§ TASK PROMPT:
Format the data from the line containing "Pick out the tactical" through the last line as a JSON list of strings, one string per line, leaving out blank lines.
----- MATERIAL TO PROCESS -----
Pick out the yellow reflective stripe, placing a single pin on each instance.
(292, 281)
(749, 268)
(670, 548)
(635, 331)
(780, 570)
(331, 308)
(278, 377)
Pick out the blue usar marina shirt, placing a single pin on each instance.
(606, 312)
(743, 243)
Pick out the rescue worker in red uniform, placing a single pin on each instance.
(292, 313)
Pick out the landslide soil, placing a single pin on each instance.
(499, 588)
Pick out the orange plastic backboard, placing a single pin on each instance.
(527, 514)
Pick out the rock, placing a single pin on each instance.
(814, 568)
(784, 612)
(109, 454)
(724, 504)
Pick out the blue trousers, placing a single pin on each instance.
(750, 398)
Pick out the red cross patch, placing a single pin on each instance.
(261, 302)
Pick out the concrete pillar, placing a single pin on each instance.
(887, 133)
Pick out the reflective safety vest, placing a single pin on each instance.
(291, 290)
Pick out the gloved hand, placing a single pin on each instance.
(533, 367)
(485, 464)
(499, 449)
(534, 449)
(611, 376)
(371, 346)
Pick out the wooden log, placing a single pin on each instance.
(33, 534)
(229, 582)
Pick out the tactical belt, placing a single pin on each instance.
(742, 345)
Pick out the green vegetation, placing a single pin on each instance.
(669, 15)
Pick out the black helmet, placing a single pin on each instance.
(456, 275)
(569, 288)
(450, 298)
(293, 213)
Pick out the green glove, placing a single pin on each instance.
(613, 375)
-----
§ SOLUTION:
[
  "Pick out the tactical belt, placing a single pin on each instance.",
  "(742, 345)",
  "Pick out the green vegetation, placing a single pin on each instance.",
  "(669, 15)",
  "Pick out the black helmet, placing a single pin on each instance.",
  "(456, 275)",
  "(569, 288)",
  "(450, 298)",
  "(293, 213)",
  "Pick out the green glove, placing a single pin on each instance.",
  "(613, 375)"
]